◆ **Exercise brief**: Transcribe all the lines below exactly. Omit the pictures.

Dataset entries:
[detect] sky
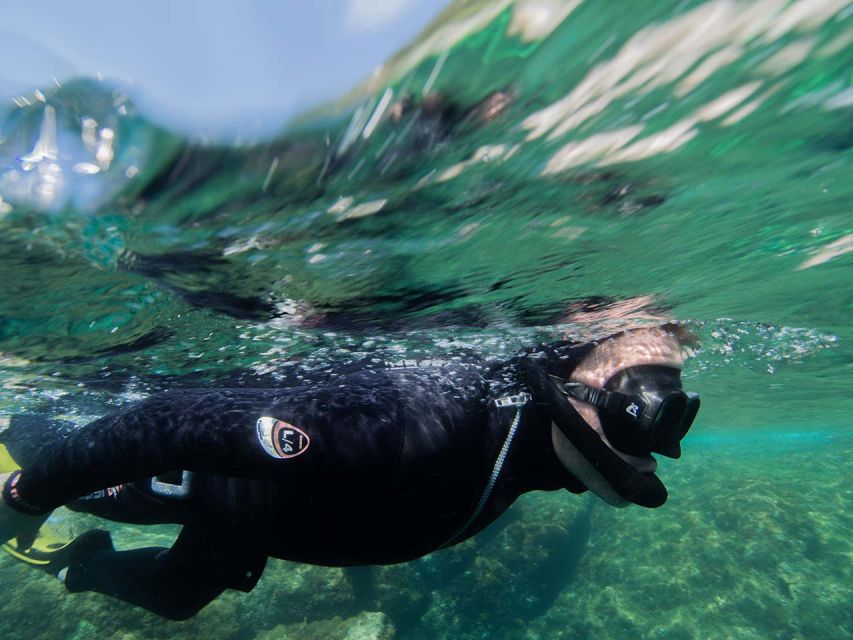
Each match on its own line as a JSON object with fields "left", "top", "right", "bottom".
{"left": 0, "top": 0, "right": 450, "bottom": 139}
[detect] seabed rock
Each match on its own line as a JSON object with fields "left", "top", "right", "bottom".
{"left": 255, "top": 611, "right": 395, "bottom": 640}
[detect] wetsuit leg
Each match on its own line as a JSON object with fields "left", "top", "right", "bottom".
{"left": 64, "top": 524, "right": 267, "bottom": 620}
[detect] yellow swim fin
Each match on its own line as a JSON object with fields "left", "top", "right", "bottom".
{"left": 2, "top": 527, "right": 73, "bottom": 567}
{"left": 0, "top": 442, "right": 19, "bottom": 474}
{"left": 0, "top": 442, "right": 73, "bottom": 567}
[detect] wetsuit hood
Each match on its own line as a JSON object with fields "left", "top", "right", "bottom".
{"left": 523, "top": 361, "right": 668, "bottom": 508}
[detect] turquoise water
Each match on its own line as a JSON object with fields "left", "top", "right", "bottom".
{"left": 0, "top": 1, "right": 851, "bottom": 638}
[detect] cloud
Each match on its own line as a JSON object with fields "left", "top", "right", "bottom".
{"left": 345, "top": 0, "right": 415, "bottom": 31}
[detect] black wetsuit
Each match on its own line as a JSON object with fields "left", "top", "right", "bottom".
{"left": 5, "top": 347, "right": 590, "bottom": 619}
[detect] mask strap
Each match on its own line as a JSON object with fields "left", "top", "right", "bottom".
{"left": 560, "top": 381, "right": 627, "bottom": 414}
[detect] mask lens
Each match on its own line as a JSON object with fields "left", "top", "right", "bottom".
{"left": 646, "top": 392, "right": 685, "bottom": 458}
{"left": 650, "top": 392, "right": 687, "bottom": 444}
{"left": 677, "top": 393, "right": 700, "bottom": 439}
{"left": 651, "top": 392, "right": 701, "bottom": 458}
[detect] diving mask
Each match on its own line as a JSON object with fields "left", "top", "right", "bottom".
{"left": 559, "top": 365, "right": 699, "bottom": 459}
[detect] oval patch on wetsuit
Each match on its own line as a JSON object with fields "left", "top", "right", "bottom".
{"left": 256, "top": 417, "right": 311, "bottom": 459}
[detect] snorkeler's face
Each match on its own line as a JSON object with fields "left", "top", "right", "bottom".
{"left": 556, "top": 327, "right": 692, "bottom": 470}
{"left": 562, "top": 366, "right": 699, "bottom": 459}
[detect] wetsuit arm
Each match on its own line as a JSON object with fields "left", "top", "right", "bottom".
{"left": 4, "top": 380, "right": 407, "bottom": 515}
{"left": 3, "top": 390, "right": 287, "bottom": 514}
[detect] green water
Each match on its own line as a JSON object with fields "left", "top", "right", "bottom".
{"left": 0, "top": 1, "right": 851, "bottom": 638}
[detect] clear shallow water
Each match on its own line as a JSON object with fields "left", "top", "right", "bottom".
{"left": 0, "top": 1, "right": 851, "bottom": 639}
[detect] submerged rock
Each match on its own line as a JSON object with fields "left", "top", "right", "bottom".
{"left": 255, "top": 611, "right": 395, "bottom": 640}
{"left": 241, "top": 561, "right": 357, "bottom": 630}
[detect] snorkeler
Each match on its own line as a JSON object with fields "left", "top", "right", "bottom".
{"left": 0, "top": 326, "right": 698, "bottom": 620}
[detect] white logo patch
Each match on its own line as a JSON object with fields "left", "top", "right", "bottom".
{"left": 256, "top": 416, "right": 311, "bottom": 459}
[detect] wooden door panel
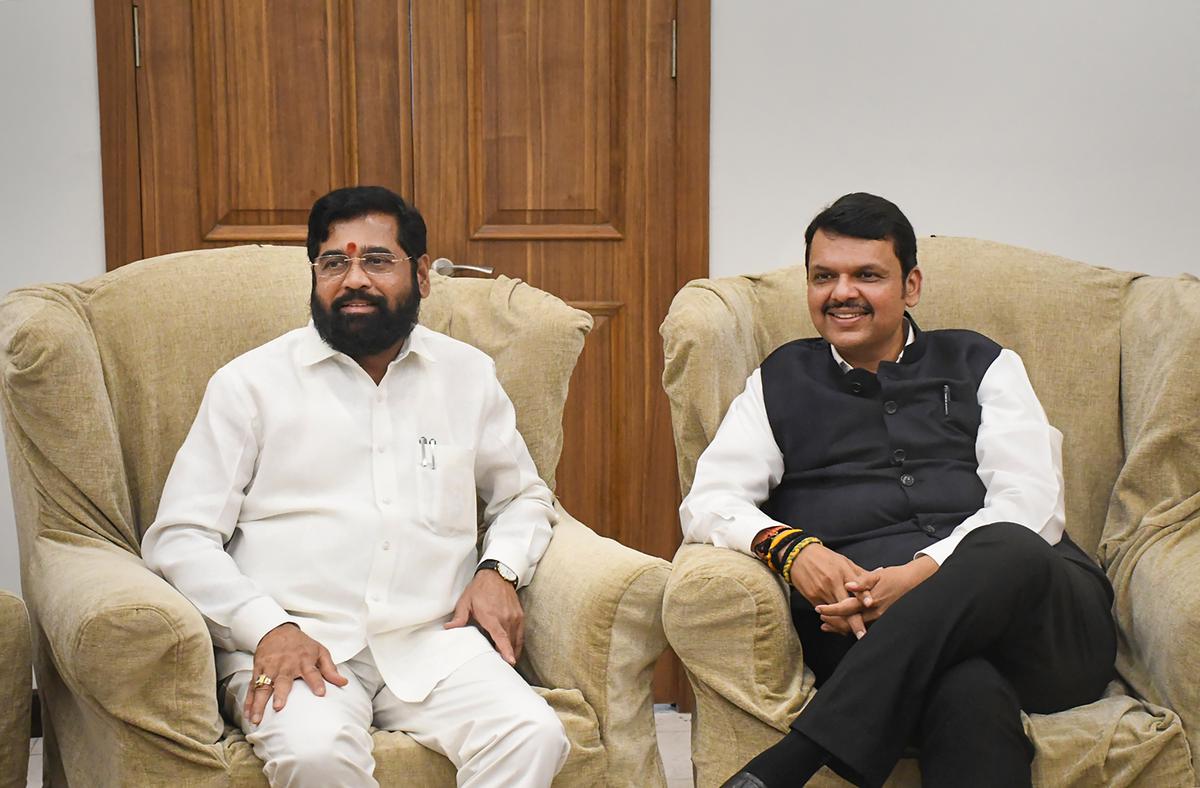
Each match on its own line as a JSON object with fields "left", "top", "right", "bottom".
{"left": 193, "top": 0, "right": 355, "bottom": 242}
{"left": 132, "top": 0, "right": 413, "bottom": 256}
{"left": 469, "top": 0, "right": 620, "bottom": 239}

◆ **Response to this exercise**:
[detect] sky
Each match on its own line as a JSON object with fields "left", "top", "right", "bottom".
{"left": 0, "top": 0, "right": 450, "bottom": 139}
[detect] seabed rock
Each match on its own line as a JSON object with fields "left", "top", "right", "bottom".
{"left": 255, "top": 611, "right": 395, "bottom": 640}
[detect] wetsuit leg
Each match on its own line as a JSON object with fields "left", "top", "right", "bottom".
{"left": 64, "top": 524, "right": 267, "bottom": 620}
[detect] yellow swim fin
Each match on its own line as a JSON object with fields "left", "top", "right", "bottom".
{"left": 2, "top": 527, "right": 73, "bottom": 567}
{"left": 0, "top": 442, "right": 19, "bottom": 474}
{"left": 0, "top": 442, "right": 73, "bottom": 567}
[detect] wetsuit hood
Each match on its own line as a JSON object with fields "left", "top", "right", "bottom".
{"left": 523, "top": 361, "right": 668, "bottom": 508}
[detect] turquoise water
Each match on its own line as a JSON object with fields "left", "top", "right", "bottom".
{"left": 0, "top": 1, "right": 851, "bottom": 638}
[detect] cloud
Each match on its own line as a JSON object with fields "left", "top", "right", "bottom".
{"left": 345, "top": 0, "right": 415, "bottom": 31}
[detect] black wetsuit
Each match on its own line as a JSON object with fields "left", "top", "right", "bottom".
{"left": 5, "top": 347, "right": 590, "bottom": 619}
[detect] mask strap
Each match on its own line as a JSON object with fields "left", "top", "right", "bottom".
{"left": 560, "top": 381, "right": 627, "bottom": 414}
[detect] mask lens
Each match on its own line as a JSON object with fields "left", "top", "right", "bottom".
{"left": 646, "top": 392, "right": 685, "bottom": 458}
{"left": 650, "top": 392, "right": 687, "bottom": 444}
{"left": 677, "top": 393, "right": 700, "bottom": 439}
{"left": 651, "top": 392, "right": 701, "bottom": 458}
[detect] diving mask
Each match on its own line as a JSON object with fields "left", "top", "right", "bottom".
{"left": 559, "top": 365, "right": 699, "bottom": 459}
[detect] oval patch on wetsuit
Each match on its own line as a JSON object with fields "left", "top", "right", "bottom".
{"left": 256, "top": 417, "right": 311, "bottom": 459}
[detect] snorkeler's face
Each match on its own line as a JSON object with fields "left", "top", "right", "bottom".
{"left": 556, "top": 327, "right": 692, "bottom": 470}
{"left": 562, "top": 366, "right": 699, "bottom": 459}
[detect] wetsuit arm
Each match on its own line as a JSON object with fields "left", "top", "right", "bottom".
{"left": 4, "top": 380, "right": 407, "bottom": 515}
{"left": 3, "top": 390, "right": 287, "bottom": 514}
[detect] green water
Each match on its own line as a JSON object with fields "left", "top", "right", "bottom".
{"left": 0, "top": 1, "right": 851, "bottom": 638}
[detect] clear shallow water
Each match on its own line as a JSON object with fields "left", "top", "right", "bottom".
{"left": 0, "top": 1, "right": 851, "bottom": 639}
[detect] submerged rock
Each match on its own line as a JSON object with fields "left", "top", "right", "bottom".
{"left": 255, "top": 611, "right": 395, "bottom": 640}
{"left": 241, "top": 561, "right": 357, "bottom": 630}
[detect] snorkeler
Each match on its own line as a JSON object with fields "left", "top", "right", "bottom".
{"left": 0, "top": 326, "right": 698, "bottom": 620}
[detect] white logo patch
Each match on its own line as a JSON object with fields "left", "top", "right", "bottom".
{"left": 256, "top": 416, "right": 311, "bottom": 459}
[detect] wooden door panel
Each match on its own line as a JSON object with fields "left", "top", "right", "bottom".
{"left": 193, "top": 0, "right": 355, "bottom": 242}
{"left": 132, "top": 0, "right": 413, "bottom": 256}
{"left": 469, "top": 0, "right": 620, "bottom": 239}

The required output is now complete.